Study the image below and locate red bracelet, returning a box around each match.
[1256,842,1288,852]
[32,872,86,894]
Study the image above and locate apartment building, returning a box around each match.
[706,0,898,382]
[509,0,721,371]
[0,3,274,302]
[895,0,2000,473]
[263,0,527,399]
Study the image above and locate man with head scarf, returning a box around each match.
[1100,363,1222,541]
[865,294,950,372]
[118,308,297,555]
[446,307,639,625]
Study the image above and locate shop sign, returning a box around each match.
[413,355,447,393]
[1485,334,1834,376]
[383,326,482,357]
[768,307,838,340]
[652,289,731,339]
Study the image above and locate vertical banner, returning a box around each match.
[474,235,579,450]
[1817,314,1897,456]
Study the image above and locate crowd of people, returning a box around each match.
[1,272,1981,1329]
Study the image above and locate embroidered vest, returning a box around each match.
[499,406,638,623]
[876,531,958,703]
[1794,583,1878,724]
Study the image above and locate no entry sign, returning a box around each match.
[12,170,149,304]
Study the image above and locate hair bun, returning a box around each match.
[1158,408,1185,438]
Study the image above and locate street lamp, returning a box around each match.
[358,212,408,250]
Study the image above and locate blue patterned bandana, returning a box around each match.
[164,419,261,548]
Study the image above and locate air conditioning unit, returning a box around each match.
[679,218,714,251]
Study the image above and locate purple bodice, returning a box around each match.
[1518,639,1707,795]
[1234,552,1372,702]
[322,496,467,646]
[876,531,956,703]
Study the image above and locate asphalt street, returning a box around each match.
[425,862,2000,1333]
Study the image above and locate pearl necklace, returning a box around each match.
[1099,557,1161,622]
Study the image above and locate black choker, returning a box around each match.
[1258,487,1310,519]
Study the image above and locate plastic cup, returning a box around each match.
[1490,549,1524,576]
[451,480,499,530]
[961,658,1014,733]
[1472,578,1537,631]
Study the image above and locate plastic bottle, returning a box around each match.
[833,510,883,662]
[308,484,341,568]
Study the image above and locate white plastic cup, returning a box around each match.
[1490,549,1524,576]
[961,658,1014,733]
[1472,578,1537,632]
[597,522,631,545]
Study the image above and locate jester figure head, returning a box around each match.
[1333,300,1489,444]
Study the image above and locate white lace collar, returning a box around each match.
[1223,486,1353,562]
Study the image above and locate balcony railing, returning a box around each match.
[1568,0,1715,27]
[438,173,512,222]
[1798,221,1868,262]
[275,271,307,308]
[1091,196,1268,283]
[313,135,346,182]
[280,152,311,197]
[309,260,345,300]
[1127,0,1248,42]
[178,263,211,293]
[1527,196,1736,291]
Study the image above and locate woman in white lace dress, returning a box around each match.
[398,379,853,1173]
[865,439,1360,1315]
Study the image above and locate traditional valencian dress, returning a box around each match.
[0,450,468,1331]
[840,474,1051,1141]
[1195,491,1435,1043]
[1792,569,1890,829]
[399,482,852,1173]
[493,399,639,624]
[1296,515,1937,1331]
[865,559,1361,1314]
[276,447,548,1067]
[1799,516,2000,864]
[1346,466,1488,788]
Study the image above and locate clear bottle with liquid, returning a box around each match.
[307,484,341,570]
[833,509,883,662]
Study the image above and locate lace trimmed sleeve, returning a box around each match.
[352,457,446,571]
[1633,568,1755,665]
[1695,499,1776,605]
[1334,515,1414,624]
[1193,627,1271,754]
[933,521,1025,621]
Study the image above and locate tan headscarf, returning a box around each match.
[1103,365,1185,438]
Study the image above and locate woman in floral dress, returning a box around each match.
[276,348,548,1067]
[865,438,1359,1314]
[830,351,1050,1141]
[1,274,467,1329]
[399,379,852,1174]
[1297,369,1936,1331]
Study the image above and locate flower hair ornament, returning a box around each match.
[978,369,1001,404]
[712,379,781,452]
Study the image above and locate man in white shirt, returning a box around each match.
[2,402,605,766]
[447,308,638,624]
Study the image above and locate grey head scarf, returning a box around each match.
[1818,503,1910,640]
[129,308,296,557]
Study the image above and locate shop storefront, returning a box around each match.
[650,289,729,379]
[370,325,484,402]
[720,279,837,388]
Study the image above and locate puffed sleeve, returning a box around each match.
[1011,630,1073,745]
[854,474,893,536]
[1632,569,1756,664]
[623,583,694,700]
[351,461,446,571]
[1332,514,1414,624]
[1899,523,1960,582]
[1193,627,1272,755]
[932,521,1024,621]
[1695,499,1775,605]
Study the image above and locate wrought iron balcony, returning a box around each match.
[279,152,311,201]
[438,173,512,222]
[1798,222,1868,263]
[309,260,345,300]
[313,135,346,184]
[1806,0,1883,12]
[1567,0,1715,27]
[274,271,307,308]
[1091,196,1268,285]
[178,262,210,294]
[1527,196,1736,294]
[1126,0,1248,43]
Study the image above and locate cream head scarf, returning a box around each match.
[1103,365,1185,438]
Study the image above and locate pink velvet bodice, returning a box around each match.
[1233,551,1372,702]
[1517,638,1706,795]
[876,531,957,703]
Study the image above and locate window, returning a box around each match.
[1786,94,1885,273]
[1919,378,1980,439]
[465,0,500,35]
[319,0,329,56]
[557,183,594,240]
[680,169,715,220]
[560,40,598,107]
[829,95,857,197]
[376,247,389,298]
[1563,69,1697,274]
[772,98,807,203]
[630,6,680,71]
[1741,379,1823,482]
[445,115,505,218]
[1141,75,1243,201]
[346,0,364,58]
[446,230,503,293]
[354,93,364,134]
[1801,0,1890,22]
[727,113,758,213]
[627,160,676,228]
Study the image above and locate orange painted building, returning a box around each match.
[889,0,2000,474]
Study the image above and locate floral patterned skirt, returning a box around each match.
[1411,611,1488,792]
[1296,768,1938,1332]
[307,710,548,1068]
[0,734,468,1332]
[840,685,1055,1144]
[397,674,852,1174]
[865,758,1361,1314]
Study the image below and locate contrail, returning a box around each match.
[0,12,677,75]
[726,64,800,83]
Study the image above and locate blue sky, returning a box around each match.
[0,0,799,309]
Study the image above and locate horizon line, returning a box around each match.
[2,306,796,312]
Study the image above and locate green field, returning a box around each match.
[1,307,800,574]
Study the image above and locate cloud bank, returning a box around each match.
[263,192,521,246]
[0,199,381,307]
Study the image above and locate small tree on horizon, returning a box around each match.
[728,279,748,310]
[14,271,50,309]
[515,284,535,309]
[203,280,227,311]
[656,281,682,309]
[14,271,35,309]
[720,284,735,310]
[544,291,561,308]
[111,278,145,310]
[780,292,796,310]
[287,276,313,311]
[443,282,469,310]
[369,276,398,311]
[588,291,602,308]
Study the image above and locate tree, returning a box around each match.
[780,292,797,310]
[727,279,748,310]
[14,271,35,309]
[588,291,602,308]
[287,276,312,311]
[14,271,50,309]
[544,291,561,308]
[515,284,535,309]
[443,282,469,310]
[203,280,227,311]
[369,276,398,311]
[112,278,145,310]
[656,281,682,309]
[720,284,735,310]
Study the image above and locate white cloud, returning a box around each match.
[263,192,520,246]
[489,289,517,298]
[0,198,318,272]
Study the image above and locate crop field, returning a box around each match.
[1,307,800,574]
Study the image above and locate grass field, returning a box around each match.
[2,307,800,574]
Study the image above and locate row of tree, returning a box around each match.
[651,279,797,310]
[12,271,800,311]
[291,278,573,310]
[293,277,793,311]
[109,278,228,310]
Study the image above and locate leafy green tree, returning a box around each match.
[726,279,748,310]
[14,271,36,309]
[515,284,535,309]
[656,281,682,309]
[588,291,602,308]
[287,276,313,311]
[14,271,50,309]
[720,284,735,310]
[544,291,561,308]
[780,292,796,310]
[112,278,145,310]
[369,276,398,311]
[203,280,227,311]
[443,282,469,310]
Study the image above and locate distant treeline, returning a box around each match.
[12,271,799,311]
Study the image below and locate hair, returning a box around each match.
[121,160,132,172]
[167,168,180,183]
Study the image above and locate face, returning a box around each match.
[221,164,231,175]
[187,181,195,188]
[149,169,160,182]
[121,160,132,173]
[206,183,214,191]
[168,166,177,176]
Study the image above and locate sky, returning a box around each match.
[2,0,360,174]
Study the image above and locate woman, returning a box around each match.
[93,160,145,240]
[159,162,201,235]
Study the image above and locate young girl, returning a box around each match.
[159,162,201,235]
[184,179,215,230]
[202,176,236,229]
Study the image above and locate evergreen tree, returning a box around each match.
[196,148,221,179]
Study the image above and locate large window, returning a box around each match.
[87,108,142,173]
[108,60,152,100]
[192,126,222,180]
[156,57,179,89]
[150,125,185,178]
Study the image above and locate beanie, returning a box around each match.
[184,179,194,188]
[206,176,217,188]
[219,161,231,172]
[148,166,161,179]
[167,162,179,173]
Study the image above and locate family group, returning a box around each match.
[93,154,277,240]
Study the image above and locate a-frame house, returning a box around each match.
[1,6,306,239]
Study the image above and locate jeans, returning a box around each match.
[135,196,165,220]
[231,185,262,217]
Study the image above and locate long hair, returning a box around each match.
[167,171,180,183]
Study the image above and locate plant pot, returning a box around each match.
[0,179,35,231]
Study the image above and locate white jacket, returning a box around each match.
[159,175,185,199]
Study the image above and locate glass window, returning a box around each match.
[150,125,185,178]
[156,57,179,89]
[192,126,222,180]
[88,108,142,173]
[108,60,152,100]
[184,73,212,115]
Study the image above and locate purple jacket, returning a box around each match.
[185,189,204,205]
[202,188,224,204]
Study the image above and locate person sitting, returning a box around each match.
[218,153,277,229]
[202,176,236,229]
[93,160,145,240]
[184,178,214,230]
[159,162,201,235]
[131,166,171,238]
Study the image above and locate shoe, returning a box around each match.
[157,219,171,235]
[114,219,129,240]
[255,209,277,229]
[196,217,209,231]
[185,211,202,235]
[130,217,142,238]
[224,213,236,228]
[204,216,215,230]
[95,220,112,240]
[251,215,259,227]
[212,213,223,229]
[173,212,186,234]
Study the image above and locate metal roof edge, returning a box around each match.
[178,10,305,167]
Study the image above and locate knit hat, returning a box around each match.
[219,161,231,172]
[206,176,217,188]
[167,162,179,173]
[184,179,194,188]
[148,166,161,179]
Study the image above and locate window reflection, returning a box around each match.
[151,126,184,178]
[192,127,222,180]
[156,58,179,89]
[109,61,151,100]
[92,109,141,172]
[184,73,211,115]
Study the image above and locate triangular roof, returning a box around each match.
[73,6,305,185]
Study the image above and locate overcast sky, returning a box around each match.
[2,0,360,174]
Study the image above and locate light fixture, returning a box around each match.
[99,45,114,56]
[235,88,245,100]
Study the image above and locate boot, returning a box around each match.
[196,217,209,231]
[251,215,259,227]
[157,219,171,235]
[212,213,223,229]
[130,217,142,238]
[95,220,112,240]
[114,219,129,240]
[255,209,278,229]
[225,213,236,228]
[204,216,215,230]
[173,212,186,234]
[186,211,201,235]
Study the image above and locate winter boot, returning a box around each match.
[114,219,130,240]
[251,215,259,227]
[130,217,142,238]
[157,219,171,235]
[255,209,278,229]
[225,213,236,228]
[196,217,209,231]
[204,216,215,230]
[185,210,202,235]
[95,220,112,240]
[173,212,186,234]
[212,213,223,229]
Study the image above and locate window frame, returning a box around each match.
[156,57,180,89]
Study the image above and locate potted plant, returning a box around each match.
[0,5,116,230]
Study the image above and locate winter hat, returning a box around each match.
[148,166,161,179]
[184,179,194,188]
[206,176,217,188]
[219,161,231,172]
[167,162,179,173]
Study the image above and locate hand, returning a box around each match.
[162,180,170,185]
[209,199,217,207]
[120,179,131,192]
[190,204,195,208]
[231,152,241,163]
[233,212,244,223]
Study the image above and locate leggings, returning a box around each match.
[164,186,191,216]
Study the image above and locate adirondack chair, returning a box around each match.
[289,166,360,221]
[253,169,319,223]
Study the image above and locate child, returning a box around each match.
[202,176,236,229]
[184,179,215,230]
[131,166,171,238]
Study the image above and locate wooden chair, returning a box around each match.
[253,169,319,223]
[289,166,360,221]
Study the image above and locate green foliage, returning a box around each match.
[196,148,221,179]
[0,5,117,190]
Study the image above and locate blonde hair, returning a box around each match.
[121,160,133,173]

________________

*How to complete this task*
From the line containing "Study the image above and locate wooden" to the last line above, repeat every line exactly and nothing else.

*Reply to the task*
Study the image above and locate wooden chair, returning a box around each match.
[253,169,319,223]
[289,166,360,221]
Study the image above and locate green foliage, returning a box around each match.
[196,148,221,179]
[0,5,117,190]
Study the image above and locate blonde hair, returning a box around each match.
[121,160,133,173]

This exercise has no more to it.